*O que fazer*:
• a. Diga se cada afirmação a seguir concorda com o artigo sobre cigarros eletrônicos, respondendo sim ou não e citando literalmente as palavras do artigo que decidem a questão. (i) Em jovens de 16 a 24 anos que consomem cigarros eletrônicos, a taxa de nicotina no organismo equivale a mais de 20 cigarros por dia. (ii) O propilenoglicol é o ingrediente responsável pela dependência. (iii) Inglaterra e Estados Unidos proibiram os "vapes".
• b. Reescreva o trecho do artigo sobre cigarros eletrônicos que vai de "E o cérebro" até "a pressão arterial.", inclusive, trocando "adrenalina" por "noradrenalina".

Cardiologista, é especialista em cardiopatias congênitas e cardiologia pediátrica e presidente da Socesp (Sociedade de Cardiologia do Estado de São Paulo)

Foi com muita satisfação que nós da comunidade médica e da Sociedade de Cardiologia do Estado de São Paulo (Socesp), em particular, recebemos o recente parecer da Anvisa sobre a continuidade da proibição dos cigarros eletrônicos no país, o que inclui a comercialização, a importação e a propaganda desses dispositivos que, comprovadamente, fazem mal ao corpo.

Como bem disse a também cardiologista Jaqueline Scholz, uma das mais competentes especialistas em tratamento do tabagismo do país, se meu pai, o ex-ministro da Saúde Adib Jatene, estivesse vivo também aplaudiria a decisão acertada da agência.

E não é para menos: de acordo com levantamento da própria Jaqueline Scholz, a taxa de nicotina no organismo de jovens consumidores dos eletrônicos, com idade entre 16 e 24 anos, equivale a mais de 20 cigarros por dia. Uma pesquisa deste ano apontou que, em média, 1 a cada 5 brasileiros entre 18 e 24 anos já fumou pelo menos uma vez, o que pode explicar o fato de que 70% dos usuários estejam dentro dessa faixa etária.

Os três principais ingredientes dos "vapes", como também são conhecidos, são o propilenoglicol, que trabalha como veículo, diluindo e levando a nicotina pelo organismo; a própria nicotina, responsável pela dependência e pela sensação momentânea de bem-estar; e as substâncias aromáticas, que facilitam a socialização dos eletrônicos e dão um certo ar inocente ao vício.

O número crescente de adeptos se deve ao estímulo das fake news, que retratam os cigarros eletrônicos como menos prejudiciais à saúde do que os convencionais. Ou pior: vendem a ilusão de que se trata de uma espécie de terapia que ajuda tabagistas a deixar de fumar. Mas os "vapes", na verdade, chegam a causar dependência em menos tempo. É o caso dos modelos que utilizam o sal de nicotina ("pods").

E o cérebro é só mais um "órgão-vítima" do tabagismo em geral (eletrônicos ou não), que tem como um dos primeiros alvos o coração, além dos pulmões. O coração está no topo desse ranking porque a nicotina também modifica o sistema cardiovascular, uma vez que promove a liberação de adrenalina, responsável por acelerar os batimentos cardíacos, aumentando o consumo de oxigênio e elevando a pressão arterial.

A consequência são danos nas paredes das artérias, que favorecem aterosclerose, doença que habilita ao infarto e à morte súbita. Já os eletrônicos saem na frente quando o assunto é emissão de nanopartículas, que são responsáveis pela asma e também por infarto e AVC.

Os males causados pelo tabaco são conhecidos, enquanto os argumentos sobre os "vapes" serem menos nocivos por não funcionarem à combustão e não produzirem fumaça ainda não possuem nenhuma comprovação de segurança —além de potencialmente provocarem outros males ainda desconhecidos.
Inglaterra e Estados Unidos, por exemplo, liberaram os "vapes" afirmando, inclusive, que estariam contribuindo para diminuir o número de tabagistas convencionais. O que se observa nesses países, porém, é a explosão de consumo de novos usuários fumantes e a elevação da mortalidade cardiovascular em faixas etárias mais jovens.

Por essas e outras não há justificativa que sustente a aceitação legal dos cigarros eletrônicos. Ao contrário, devemos unir esforços —sociedade civil e poder público— para banir o tabaco sob qualquer forma de apresentação em prol de uma vida mais respirável e na defesa da histórica conquista do Brasil em redução de tabagistas nas últimas décadas. Precisamos seguir nesse caminho.

Entradas salvas:
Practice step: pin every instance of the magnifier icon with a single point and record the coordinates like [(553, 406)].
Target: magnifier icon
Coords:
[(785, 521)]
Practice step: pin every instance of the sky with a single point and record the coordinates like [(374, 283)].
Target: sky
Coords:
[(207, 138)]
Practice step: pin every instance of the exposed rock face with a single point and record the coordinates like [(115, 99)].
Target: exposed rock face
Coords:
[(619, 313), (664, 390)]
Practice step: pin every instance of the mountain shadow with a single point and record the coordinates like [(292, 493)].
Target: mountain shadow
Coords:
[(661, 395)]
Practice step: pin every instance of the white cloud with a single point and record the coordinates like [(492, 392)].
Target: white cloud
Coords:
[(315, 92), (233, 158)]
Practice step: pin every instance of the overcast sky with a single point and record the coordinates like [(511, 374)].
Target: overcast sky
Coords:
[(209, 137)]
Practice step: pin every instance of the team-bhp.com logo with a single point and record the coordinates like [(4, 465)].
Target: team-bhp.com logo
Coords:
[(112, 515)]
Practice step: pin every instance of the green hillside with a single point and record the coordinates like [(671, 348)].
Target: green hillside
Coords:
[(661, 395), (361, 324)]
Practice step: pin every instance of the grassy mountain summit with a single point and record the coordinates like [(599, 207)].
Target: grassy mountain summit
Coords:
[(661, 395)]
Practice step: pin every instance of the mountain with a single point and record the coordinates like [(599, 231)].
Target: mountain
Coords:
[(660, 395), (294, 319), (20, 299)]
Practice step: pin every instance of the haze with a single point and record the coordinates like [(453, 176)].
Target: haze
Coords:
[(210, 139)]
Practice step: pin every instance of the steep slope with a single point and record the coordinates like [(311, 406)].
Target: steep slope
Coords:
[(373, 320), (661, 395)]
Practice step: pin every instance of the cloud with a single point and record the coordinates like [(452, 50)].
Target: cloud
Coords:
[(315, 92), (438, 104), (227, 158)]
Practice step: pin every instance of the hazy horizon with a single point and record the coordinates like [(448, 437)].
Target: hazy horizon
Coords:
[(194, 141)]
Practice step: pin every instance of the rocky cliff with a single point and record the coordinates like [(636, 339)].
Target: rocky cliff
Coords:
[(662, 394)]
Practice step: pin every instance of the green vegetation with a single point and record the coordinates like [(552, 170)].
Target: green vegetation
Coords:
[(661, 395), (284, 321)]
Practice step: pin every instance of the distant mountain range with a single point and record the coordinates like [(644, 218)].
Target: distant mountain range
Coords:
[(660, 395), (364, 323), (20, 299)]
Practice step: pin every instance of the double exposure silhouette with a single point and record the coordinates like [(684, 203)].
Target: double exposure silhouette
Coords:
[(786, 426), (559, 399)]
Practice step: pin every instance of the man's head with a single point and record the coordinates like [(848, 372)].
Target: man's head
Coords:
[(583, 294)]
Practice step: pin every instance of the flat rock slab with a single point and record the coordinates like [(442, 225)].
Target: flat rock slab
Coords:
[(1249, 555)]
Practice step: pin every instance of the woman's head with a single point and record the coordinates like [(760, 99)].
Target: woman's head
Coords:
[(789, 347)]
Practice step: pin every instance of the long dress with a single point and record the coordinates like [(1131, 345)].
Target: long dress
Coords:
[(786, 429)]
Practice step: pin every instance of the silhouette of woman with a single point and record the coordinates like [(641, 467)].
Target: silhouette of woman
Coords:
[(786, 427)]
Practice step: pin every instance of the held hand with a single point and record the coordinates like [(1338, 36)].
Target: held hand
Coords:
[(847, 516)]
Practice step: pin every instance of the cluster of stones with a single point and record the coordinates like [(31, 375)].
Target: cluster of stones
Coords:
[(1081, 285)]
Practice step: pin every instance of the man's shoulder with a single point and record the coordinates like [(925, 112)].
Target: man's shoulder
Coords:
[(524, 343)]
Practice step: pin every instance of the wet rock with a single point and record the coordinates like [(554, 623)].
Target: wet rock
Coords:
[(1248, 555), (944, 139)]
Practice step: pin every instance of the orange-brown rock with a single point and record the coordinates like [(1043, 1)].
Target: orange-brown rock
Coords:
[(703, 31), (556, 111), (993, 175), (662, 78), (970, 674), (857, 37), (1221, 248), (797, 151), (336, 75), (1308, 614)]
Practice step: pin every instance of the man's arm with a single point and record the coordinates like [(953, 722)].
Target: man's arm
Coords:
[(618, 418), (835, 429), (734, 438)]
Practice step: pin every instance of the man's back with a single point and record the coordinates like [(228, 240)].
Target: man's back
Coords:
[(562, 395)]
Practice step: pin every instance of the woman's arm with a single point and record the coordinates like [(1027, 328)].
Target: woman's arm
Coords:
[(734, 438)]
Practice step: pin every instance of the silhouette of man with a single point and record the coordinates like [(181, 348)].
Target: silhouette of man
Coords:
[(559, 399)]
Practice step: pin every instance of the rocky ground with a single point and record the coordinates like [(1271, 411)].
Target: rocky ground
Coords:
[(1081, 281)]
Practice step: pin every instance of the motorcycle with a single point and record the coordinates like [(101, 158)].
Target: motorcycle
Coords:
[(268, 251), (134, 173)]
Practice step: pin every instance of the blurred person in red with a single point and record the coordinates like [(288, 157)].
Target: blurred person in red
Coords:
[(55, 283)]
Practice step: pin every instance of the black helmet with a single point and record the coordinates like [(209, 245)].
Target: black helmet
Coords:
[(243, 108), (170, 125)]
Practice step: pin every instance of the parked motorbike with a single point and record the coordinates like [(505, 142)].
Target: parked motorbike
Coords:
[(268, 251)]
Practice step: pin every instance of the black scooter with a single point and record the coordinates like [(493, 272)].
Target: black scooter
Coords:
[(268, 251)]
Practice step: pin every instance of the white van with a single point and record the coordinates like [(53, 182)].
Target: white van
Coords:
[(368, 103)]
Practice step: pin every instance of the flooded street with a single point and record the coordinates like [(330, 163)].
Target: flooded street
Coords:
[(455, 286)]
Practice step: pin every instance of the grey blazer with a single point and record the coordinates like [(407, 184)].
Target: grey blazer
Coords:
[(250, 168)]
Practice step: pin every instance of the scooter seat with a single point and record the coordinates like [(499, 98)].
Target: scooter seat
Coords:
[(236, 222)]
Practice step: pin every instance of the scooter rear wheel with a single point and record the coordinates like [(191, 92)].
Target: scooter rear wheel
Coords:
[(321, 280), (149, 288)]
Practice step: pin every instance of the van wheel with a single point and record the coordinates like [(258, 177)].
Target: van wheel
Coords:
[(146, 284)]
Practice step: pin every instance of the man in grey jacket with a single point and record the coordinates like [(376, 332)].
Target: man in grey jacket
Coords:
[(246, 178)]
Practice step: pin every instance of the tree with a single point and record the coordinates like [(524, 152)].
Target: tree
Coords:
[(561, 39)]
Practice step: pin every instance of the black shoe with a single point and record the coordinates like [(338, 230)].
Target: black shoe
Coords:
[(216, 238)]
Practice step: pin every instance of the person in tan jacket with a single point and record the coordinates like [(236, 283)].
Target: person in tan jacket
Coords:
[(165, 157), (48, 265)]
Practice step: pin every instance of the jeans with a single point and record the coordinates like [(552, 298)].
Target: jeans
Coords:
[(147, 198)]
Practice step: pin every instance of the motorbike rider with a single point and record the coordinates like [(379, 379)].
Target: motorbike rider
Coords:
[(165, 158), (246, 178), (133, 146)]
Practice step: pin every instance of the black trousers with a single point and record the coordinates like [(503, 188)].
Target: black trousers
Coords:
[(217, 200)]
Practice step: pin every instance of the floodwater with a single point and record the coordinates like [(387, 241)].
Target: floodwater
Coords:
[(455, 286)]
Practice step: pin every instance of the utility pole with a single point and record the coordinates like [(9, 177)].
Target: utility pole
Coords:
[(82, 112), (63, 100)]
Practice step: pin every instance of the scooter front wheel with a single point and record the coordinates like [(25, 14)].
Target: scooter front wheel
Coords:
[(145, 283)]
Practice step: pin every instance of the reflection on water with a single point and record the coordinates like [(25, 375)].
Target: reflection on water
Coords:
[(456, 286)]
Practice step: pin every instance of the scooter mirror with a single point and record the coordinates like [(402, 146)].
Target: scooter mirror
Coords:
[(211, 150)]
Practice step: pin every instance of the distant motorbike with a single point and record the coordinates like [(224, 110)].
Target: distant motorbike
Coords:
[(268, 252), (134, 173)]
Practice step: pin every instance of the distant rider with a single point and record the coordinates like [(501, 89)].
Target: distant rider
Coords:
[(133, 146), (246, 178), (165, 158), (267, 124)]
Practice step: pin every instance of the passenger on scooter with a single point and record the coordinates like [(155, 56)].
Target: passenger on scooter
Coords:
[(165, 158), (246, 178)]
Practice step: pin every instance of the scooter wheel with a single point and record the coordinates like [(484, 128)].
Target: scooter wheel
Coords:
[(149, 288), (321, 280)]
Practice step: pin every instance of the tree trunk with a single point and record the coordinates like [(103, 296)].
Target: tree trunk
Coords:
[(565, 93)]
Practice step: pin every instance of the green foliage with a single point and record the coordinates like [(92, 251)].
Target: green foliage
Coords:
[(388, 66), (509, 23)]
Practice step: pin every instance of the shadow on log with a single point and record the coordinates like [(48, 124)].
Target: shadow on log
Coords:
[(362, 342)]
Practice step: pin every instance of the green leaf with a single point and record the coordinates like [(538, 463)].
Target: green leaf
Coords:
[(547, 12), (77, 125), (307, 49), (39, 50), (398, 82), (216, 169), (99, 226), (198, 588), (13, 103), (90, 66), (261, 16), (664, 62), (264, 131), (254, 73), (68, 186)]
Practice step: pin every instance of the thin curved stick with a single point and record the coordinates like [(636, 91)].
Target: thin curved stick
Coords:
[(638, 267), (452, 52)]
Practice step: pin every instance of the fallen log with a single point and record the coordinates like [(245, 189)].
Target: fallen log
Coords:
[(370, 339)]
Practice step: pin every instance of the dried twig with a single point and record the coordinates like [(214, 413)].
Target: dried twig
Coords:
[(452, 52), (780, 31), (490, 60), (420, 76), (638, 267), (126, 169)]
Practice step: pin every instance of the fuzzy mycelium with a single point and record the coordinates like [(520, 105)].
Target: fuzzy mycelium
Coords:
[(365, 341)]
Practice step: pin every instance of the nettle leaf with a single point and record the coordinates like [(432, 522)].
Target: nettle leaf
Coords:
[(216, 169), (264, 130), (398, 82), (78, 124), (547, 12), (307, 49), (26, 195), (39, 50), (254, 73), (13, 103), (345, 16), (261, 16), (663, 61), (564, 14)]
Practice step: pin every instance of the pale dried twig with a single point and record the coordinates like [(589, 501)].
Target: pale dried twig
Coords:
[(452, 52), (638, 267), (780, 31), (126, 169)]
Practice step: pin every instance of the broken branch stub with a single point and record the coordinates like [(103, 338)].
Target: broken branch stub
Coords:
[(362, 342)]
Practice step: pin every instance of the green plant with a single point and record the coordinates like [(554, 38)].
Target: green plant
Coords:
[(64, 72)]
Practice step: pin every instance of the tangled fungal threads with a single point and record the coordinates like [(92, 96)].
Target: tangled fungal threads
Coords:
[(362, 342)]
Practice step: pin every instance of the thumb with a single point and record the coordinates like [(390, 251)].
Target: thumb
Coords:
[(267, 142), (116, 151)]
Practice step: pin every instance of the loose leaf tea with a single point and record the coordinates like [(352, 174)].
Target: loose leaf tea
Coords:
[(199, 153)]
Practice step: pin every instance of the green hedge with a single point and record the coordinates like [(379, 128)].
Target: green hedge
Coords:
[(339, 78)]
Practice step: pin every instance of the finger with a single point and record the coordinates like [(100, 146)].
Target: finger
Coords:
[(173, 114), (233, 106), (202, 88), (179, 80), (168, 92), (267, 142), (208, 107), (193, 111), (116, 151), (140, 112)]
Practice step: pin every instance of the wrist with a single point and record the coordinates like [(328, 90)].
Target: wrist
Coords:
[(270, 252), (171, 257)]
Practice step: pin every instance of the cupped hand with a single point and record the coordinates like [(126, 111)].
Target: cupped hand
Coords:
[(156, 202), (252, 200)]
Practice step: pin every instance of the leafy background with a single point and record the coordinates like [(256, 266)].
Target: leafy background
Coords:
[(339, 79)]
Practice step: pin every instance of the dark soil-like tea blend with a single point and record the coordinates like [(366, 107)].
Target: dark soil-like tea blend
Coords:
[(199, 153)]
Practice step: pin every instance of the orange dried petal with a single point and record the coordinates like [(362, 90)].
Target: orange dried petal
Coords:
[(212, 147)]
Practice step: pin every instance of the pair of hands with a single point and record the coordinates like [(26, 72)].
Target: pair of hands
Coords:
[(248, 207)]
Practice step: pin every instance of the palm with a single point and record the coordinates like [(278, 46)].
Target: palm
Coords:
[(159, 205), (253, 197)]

*Respostas por tarefa*:
• a.
(i) Sim: "a taxa de nicotina no organismo de jovens consumidores dos eletrônicos, com idade entre 16 e 24 anos, equivale a mais de 20 cigarros por dia"
(ii) Não: "a própria nicotina, responsável pela dependência"
(iii) Não: "Inglaterra e Estados Unidos, por exemplo, liberaram os "vapes""

• b.
E o cérebro é só mais um "órgão-vítima" do tabagismo em geral (eletrônicos ou não), que tem como um dos primeiros alvos o coração, além dos pulmões. O coração está no topo desse ranking porque a nicotina também modifica o sistema cardiovascular, uma vez que promove a liberação de noradrenalina, responsável por acelerar os batimentos cardíacos, aumentando o consumo de oxigênio e elevando a pressão arterial.